Textauszug —
---------------
Musikpädagogin Gudrun Huber gründet das erste Jugendsinfonieorchester des Landkreises Dachau. An diesem Sonntag präsentiert es sich erstmals der Öffentlichkeit mit einem Konzert im Ludwig-Thoma-Haus

Von Anna-Sophia Lang, Dachau

Der Landkreis Fürstenfeldbruck hat das Puchheimer Jugendkammerorcheter, Freising das Jugendsinfonieorchester, und das Erdinger Jugendkammerorchester Violinissimo hat im Frühsommer zum zweiten Mal den Deutschen Orchesterwettbewerb gewonnen. Sie sind nur einige Beispiele dafür, wie in den Landkreisen rund um Dachau junge, talentierte Musiker mit der Möglichkeit gefördert werden, anspruchsvolle klassische Literatur zu spielen. Auch im Dachauer Land machen Vereine, Musikkapellen und Schulorchester Nachwuchsarbeit. Eine Kreismusikschule gibt es aber immer noch nicht. Unnötig, finden zu viele Bürgermeister und Kreisräte. Ein Jugendensemble, das für Talente aus dem ganzen Landkreis offensteht, hat auch aus diesem Grund gefehlt. Bis jetzt: An diesem Wochenende tritt das Dachauer Jugendsinfonieorchester zum ersten Mal auf.
---------------
Gestellte Aufgabe 1 —
Welches Orchester hat laut dem Textauszug über das Dachauer Jugendsinfonieorchester im Frühsommer zum zweiten Mal den Deutschen Orchesterwettbewerb gewonnen?
Gestellte Aufgabe 2 —
Finde in den Datensätzen jede Zeile, die die Zeichenfolge „wall“ enthält, und kopiere diese Zeilen.

Daten zur Aufgabe —
---------------
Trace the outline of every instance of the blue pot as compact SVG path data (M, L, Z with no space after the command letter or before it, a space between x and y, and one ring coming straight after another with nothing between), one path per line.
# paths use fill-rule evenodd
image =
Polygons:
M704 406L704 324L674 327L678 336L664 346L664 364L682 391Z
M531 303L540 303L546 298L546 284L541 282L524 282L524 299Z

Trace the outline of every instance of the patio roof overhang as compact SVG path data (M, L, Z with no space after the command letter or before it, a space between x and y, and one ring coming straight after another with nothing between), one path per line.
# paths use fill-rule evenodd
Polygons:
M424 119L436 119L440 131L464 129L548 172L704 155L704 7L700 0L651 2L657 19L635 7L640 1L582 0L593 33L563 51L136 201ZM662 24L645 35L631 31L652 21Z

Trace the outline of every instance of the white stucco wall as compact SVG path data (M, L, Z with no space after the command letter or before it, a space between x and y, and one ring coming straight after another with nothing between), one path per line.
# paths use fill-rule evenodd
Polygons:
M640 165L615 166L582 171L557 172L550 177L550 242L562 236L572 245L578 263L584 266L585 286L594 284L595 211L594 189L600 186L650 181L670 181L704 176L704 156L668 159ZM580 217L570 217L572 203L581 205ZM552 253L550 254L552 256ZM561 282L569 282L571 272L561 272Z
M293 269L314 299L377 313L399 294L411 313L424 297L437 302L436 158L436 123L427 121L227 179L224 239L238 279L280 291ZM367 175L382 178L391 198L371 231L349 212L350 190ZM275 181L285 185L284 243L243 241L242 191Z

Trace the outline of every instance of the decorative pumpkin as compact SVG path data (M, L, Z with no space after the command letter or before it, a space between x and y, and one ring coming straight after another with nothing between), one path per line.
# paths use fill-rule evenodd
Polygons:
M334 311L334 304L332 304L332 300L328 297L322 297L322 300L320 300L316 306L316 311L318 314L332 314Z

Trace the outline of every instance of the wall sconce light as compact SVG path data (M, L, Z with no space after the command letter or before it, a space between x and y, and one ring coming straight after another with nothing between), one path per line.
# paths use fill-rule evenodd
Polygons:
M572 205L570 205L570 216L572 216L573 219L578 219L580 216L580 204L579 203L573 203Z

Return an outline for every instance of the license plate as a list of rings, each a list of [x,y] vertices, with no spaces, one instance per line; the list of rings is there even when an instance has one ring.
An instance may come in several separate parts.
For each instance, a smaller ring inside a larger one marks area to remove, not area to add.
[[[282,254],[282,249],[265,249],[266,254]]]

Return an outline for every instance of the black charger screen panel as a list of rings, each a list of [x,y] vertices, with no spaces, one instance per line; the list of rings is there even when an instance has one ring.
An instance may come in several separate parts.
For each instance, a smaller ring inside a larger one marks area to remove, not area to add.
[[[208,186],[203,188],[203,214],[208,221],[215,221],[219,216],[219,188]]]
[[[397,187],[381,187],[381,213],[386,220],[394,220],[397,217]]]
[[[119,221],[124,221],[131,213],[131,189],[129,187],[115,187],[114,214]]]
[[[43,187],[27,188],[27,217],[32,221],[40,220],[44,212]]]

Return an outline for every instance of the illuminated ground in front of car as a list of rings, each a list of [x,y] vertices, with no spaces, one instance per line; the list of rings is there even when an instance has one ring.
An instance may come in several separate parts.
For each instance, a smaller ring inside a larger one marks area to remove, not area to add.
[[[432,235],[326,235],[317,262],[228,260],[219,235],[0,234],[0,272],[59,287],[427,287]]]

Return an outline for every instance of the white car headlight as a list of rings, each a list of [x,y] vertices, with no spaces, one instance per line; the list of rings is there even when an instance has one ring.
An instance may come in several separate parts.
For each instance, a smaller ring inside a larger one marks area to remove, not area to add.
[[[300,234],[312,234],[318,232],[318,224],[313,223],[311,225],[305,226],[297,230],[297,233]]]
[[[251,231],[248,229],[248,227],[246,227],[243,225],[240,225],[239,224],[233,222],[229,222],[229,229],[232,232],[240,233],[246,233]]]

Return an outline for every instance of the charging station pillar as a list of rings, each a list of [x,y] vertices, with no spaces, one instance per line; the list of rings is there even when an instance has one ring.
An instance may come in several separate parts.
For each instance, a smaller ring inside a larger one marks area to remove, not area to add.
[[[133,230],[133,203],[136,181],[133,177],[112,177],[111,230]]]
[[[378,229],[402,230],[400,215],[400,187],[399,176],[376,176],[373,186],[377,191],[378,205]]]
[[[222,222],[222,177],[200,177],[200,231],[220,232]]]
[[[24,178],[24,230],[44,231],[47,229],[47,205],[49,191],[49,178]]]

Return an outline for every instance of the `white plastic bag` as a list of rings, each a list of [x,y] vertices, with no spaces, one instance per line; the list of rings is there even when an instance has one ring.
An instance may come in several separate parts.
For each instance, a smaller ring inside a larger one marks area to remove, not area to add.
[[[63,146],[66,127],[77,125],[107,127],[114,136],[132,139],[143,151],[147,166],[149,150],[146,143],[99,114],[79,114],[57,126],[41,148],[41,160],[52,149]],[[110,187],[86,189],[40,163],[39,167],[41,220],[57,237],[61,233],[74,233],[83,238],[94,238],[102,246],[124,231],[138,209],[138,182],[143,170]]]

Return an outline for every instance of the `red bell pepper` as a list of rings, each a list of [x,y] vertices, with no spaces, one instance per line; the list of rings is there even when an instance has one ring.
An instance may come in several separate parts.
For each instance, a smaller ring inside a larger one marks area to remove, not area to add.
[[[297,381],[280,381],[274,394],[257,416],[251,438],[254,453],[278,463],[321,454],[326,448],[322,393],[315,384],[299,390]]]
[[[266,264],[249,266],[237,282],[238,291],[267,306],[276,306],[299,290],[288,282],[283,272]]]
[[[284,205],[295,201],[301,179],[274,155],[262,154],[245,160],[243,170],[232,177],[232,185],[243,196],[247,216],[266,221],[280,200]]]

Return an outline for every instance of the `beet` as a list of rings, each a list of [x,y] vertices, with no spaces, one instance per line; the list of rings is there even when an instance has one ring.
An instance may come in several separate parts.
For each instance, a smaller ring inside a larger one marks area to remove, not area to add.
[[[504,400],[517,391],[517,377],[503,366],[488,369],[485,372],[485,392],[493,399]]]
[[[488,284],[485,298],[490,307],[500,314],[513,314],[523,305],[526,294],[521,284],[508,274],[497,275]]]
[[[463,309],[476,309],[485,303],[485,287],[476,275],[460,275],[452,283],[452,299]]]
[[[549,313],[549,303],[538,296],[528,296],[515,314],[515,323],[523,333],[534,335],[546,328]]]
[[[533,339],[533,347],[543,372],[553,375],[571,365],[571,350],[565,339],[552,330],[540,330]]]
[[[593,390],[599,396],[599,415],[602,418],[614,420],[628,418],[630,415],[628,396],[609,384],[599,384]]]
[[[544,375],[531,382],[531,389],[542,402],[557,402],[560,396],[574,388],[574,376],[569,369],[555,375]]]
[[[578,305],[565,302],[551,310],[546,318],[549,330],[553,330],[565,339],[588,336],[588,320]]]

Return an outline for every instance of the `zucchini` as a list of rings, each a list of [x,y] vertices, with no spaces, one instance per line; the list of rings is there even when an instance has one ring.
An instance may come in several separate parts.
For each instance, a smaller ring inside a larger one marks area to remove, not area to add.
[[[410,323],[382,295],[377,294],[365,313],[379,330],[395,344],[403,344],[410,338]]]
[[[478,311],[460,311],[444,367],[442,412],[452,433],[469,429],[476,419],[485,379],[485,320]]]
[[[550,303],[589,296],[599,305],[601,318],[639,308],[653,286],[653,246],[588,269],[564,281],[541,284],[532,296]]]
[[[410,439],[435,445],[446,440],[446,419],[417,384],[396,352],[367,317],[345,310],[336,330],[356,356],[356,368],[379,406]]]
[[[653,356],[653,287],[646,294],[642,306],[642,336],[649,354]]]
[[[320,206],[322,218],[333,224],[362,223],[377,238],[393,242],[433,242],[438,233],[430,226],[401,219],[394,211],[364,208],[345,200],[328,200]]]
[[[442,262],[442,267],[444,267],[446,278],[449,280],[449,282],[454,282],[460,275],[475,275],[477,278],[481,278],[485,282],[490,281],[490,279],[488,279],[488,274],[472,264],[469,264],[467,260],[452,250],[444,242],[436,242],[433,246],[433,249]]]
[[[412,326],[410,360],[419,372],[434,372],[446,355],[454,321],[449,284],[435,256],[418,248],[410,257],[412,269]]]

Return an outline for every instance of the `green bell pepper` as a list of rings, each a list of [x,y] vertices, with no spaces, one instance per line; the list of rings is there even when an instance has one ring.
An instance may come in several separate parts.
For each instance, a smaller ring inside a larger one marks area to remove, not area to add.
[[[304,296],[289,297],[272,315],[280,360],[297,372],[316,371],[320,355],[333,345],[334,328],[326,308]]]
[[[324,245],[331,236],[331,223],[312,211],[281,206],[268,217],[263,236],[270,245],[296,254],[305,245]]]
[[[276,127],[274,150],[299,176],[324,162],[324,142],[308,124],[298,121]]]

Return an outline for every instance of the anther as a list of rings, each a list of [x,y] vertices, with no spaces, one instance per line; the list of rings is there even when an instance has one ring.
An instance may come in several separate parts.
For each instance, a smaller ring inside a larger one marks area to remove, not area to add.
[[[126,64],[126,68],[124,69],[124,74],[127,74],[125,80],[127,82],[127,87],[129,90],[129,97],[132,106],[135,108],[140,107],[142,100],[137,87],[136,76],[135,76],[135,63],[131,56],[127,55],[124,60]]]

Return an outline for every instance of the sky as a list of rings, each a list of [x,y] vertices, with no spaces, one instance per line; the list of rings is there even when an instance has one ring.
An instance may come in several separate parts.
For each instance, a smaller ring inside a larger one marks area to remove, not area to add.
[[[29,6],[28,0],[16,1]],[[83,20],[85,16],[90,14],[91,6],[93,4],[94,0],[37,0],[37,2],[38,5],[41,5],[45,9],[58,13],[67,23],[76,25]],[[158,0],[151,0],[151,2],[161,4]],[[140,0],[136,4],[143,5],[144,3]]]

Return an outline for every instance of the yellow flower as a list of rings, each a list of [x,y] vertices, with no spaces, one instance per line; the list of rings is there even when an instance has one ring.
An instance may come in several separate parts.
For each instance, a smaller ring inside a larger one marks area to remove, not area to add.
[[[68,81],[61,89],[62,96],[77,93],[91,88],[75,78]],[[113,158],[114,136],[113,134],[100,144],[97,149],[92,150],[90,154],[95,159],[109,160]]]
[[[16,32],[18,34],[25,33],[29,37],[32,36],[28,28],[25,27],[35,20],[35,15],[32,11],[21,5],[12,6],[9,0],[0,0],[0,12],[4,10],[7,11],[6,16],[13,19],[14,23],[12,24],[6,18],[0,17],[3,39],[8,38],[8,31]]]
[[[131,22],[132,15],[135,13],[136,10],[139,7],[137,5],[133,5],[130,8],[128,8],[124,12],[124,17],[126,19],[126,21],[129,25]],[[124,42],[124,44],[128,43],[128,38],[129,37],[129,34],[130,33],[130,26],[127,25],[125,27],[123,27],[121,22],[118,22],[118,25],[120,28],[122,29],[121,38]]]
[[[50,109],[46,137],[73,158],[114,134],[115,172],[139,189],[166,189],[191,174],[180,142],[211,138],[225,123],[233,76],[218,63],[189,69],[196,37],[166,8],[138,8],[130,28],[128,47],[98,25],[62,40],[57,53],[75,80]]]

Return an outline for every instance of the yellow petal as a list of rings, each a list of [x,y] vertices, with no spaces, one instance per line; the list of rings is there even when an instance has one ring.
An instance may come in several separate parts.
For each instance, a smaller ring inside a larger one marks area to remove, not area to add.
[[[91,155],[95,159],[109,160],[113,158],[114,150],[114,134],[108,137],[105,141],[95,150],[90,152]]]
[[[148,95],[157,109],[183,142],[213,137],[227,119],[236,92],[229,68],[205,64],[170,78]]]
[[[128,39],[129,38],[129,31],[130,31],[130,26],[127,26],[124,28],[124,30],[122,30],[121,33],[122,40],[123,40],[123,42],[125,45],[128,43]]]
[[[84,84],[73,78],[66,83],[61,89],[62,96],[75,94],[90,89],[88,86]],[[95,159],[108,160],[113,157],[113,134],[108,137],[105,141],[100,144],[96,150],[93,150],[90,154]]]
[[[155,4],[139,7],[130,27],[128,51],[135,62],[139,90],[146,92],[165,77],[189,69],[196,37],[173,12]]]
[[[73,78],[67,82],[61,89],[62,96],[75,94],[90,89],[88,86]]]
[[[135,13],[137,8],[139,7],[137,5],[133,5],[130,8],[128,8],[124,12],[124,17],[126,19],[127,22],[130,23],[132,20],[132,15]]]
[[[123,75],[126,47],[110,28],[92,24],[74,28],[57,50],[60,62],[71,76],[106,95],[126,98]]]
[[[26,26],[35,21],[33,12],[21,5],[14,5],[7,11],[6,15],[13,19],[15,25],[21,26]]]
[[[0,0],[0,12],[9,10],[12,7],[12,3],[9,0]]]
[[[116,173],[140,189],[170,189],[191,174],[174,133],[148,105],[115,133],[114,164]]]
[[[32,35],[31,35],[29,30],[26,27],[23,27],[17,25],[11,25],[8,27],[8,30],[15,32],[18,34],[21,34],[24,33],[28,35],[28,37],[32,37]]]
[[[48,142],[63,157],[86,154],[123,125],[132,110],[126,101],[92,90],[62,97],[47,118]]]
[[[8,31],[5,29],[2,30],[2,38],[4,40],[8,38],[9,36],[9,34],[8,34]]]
---------------
Vollständige Antwort 1 —
Das Erdinger Jugendkammerorchester Violinissimo.

Vollständige Antwort 2 —
Trace the outline of every instance of the white stucco wall as compact SVG path data (M, L, Z with no space after the command letter or before it, a space between x and y, and one ring coming straight after another with nothing between), one path per line.
Trace the outline of every instance of the wall sconce light as compact SVG path data (M, L, Z with no space after the command letter or before it, a space between x and y, and one ring coming straight after another with nothing between), one path per line.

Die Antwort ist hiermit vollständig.